■ Task input:

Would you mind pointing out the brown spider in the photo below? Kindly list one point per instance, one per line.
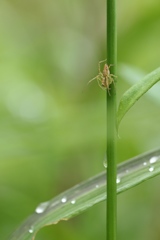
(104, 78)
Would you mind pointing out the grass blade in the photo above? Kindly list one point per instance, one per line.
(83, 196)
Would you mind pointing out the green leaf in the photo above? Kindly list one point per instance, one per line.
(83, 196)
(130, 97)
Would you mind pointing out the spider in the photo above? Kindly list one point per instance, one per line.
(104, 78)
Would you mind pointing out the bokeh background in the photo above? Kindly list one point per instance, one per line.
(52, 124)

---

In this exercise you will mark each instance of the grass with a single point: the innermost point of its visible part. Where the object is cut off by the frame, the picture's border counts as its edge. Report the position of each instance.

■ Direction:
Pick out each row above that contains the string "photo" and copy those rows in full. Match capitalization: a row counts only if its letters have the same case.

■ Written response:
Would you mind pointing out the brown spider in the photo below? Kindly list one point per instance, one per line.
Would you mind pointing out the grass blade in the photo above? Kindly list one point per instance, one per line.
Would you mind pointing out the green leaf in the photo above? Kindly list one point per instance, one per line.
Would you mind pointing out the spider in the photo above? Kindly list one point per instance, one per line.
Would you mind pointing out the bokeh background in the photo above? Kindly list one point per instance, one per line.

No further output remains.